### EXERCISE DIRECTIONS
Copy the entries below exactly. Images do not belong in the copy.

### WORKING DATA

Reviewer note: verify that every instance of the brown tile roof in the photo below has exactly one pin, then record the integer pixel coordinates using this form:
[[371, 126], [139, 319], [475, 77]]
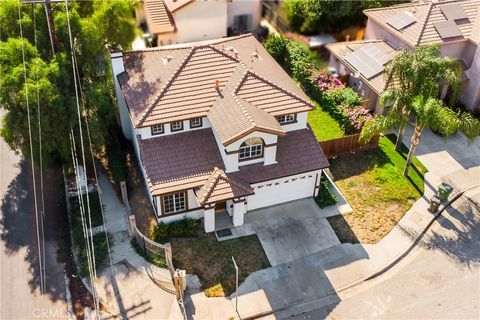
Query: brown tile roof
[[174, 5], [341, 49], [186, 161], [220, 186], [179, 161], [232, 118], [159, 19], [177, 82], [297, 152], [426, 15]]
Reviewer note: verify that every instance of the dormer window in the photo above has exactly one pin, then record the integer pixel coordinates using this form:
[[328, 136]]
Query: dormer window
[[157, 129], [287, 118], [176, 126], [251, 149], [195, 123]]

### WRITTEN SOLUTION
Reviewer note: verify that every instance of the brown tile roof in the photo below has exactly one pin, then record the integer pixel coordinates using this form:
[[371, 126], [139, 319], [475, 77]]
Query: brown tile roof
[[174, 5], [341, 49], [186, 161], [220, 186], [179, 161], [232, 118], [159, 19], [177, 82], [297, 152], [426, 15]]
Reviewer note: verify that every instance of the dormer window in the photo above has exactly one pin, then record the integer pixel coordinates using this form:
[[328, 136]]
Query: dormer window
[[157, 129], [287, 118], [176, 126], [251, 149], [195, 123]]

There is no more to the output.